▶ _Requirement_:
Revise the material below by changing every "drop one pin per instance" to "place one point for each object" and leaving everything else unchanged. Omit the pictures from your answer.

▶ _Extracted data entries_:
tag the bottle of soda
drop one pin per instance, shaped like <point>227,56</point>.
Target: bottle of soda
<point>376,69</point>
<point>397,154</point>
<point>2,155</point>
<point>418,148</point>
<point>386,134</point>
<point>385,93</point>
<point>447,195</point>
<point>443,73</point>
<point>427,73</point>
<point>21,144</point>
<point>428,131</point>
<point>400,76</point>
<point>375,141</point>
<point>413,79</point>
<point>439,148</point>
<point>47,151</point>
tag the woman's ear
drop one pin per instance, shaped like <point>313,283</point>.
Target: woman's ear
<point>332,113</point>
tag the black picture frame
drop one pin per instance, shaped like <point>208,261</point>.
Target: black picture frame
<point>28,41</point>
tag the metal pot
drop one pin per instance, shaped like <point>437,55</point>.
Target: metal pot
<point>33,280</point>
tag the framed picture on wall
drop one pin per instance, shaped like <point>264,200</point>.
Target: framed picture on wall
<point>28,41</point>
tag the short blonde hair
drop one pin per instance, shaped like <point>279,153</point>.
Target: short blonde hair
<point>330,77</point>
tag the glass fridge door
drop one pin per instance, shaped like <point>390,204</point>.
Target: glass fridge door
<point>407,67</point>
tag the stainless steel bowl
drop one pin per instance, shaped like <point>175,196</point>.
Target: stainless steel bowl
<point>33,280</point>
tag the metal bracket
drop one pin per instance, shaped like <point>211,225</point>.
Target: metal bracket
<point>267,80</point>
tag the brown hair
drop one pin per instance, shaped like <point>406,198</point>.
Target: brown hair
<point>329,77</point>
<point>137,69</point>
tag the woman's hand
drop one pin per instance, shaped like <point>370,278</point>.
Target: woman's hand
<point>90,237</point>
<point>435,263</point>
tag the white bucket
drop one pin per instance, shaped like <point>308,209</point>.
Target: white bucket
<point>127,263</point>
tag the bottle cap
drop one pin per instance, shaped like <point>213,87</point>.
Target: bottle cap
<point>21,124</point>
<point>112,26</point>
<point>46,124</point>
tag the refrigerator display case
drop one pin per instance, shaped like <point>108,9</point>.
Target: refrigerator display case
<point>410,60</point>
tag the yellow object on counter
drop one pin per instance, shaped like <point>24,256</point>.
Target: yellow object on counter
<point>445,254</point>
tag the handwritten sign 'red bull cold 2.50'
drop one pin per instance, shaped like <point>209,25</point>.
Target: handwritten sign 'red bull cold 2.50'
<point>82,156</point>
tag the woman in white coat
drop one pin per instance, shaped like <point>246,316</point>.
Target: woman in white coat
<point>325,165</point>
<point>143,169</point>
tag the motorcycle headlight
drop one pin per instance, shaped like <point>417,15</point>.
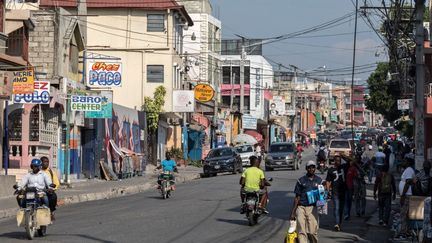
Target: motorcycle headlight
<point>30,195</point>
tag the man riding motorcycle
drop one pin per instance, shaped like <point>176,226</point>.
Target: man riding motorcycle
<point>253,180</point>
<point>36,178</point>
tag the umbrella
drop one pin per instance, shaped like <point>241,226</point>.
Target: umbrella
<point>244,139</point>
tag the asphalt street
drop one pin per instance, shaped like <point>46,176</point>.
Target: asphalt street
<point>205,210</point>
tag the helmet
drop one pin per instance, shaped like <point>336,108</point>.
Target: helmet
<point>36,162</point>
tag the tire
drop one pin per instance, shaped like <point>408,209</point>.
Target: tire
<point>42,231</point>
<point>30,229</point>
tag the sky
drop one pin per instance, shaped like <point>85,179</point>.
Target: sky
<point>332,48</point>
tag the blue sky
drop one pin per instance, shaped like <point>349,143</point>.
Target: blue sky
<point>266,18</point>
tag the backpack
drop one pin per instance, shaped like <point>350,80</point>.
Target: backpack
<point>386,187</point>
<point>321,154</point>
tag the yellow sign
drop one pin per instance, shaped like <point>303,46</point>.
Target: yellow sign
<point>203,92</point>
<point>23,82</point>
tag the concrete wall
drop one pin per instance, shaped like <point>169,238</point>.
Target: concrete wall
<point>7,182</point>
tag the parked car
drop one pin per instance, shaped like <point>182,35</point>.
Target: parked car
<point>339,146</point>
<point>221,160</point>
<point>282,155</point>
<point>246,151</point>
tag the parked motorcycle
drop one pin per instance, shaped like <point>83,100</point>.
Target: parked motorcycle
<point>33,215</point>
<point>166,184</point>
<point>252,209</point>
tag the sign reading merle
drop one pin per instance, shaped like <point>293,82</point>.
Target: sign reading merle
<point>86,103</point>
<point>104,74</point>
<point>40,95</point>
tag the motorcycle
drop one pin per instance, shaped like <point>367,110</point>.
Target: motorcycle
<point>33,215</point>
<point>251,206</point>
<point>166,184</point>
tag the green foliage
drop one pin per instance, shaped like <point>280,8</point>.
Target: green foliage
<point>382,97</point>
<point>153,107</point>
<point>175,153</point>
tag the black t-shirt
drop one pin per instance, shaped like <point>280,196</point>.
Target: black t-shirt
<point>337,177</point>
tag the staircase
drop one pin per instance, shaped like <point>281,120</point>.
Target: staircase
<point>18,173</point>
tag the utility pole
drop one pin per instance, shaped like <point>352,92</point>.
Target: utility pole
<point>420,80</point>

▶ _Completed exercise_:
tag the bottle of soda
place one point for each object, shaped like <point>227,56</point>.
Target: bottle of soda
<point>376,69</point>
<point>397,154</point>
<point>2,155</point>
<point>418,148</point>
<point>386,134</point>
<point>385,93</point>
<point>447,195</point>
<point>443,73</point>
<point>427,73</point>
<point>21,144</point>
<point>428,131</point>
<point>400,76</point>
<point>375,141</point>
<point>413,79</point>
<point>439,148</point>
<point>47,151</point>
tag the woman's ear
place one point for each object, shaped like <point>313,283</point>.
Target: woman's ear
<point>332,113</point>
tag the black picture frame
place one point for each object, shaped like <point>208,261</point>.
Target: black picture frame
<point>28,41</point>
tag the metal pot
place one point for each object, shaped like <point>437,55</point>.
Target: metal pot
<point>33,280</point>
tag the framed picture on wall
place one point for each object, shaped like <point>264,200</point>.
Target: framed picture on wall
<point>28,41</point>
tag the short blonde hair
place one point for each object, shaped like <point>279,153</point>.
Target: short blonde hair
<point>330,77</point>
tag the glass fridge door
place one point for each object, shaped like <point>390,204</point>.
Target: glass fridge door
<point>407,67</point>
tag the stainless steel bowl
place one point for each object, shaped like <point>175,196</point>.
Target: stainless steel bowl
<point>33,280</point>
tag the metal bracket
place one point for each object, shaped like <point>211,225</point>.
Target: metal bracket
<point>267,80</point>
tag the brown hair
place one point for each object, shaped like <point>406,198</point>.
Target: brown hair
<point>329,77</point>
<point>137,69</point>
tag the woman's hand
place one point for each object, shaped like <point>370,278</point>.
Target: woman's hand
<point>90,237</point>
<point>435,263</point>
tag the white bucket
place one point for each object, shaped like <point>308,209</point>.
Target: white bucket
<point>127,263</point>
tag the bottle cap
place one point for each object, shaped like <point>213,87</point>.
Target: bottle cap
<point>21,124</point>
<point>112,26</point>
<point>46,124</point>
tag the refrigerator display case
place one point for each object, shaped like <point>108,9</point>.
Target: refrigerator display case
<point>410,60</point>
tag the yellow object on counter
place one point for each object, shaped like <point>24,256</point>.
Target: yellow object on counter
<point>445,254</point>
tag the handwritten sign 'red bull cold 2.50'
place one point for each object, shaped like <point>209,25</point>.
Target: handwritten sign 'red bull cold 2.50'
<point>82,156</point>
tag the woman in white coat
place one point for each object, shaped like <point>246,316</point>.
Target: woman in white coat
<point>325,165</point>
<point>143,169</point>
tag the motorcycle headlight
place one point for each object, shaped like <point>417,15</point>.
Target: motorcycle headlight
<point>30,195</point>
tag the man riding motorcycle
place one point for each object, shaped like <point>176,226</point>.
Target: man riding motorcycle
<point>253,180</point>
<point>36,178</point>
tag the umbrella
place one point for each object, shaped like <point>241,226</point>.
Target: umbrella
<point>244,139</point>
tag the asphalt street
place one point for each object, shaped like <point>46,176</point>.
Target: asphalt street
<point>205,210</point>
tag the helmet
place one point for each object, shaped like <point>336,108</point>.
Target: helmet
<point>36,162</point>
tag the tire
place one point for each object, shaped like <point>408,209</point>.
Target: tire
<point>42,231</point>
<point>30,229</point>
tag the sky
place one point for each object, shaped like <point>85,179</point>.
Target: sky
<point>332,48</point>
tag the blue sky
place one point for each object, shaped like <point>349,143</point>.
Target: blue sky
<point>266,18</point>
tag the backpack
place one point for each object, shaped like <point>350,80</point>.
Target: backpack
<point>386,187</point>
<point>321,154</point>
tag the yellow sign
place one point for each object, shaped like <point>303,46</point>.
Target: yellow sign
<point>203,92</point>
<point>23,82</point>
tag the concrete wall
place one point for each object, shaped like <point>169,238</point>.
Target: concrete wall
<point>7,182</point>
tag the parked car
place one point for each object, shaped like <point>182,35</point>.
Target: parked car
<point>339,146</point>
<point>221,160</point>
<point>282,155</point>
<point>246,151</point>
tag the parked motorcycle
place one point for each object, shaped like <point>83,100</point>.
Target: parked motorcycle
<point>33,215</point>
<point>166,184</point>
<point>252,209</point>
tag the sign reading merle
place one point for each object, shaped like <point>293,82</point>.
Target: sign reading merle
<point>86,103</point>
<point>104,74</point>
<point>40,95</point>
tag the motorcycle
place one point for each object, shaped like <point>367,110</point>.
Target: motorcycle
<point>33,215</point>
<point>251,206</point>
<point>166,184</point>
tag the green foliage
place one point for each object, shaped like <point>280,8</point>.
Target: green foliage
<point>382,97</point>
<point>153,107</point>
<point>175,153</point>
tag the black t-shirt
place one point for each object, shaped like <point>280,196</point>.
Target: black t-shirt
<point>337,177</point>
tag the staircase
place one point for each object, shaped like <point>281,120</point>.
Target: staircase
<point>18,173</point>
tag the utility pole
place one point for each object, shaped like <point>352,92</point>.
Target: utility pole
<point>420,80</point>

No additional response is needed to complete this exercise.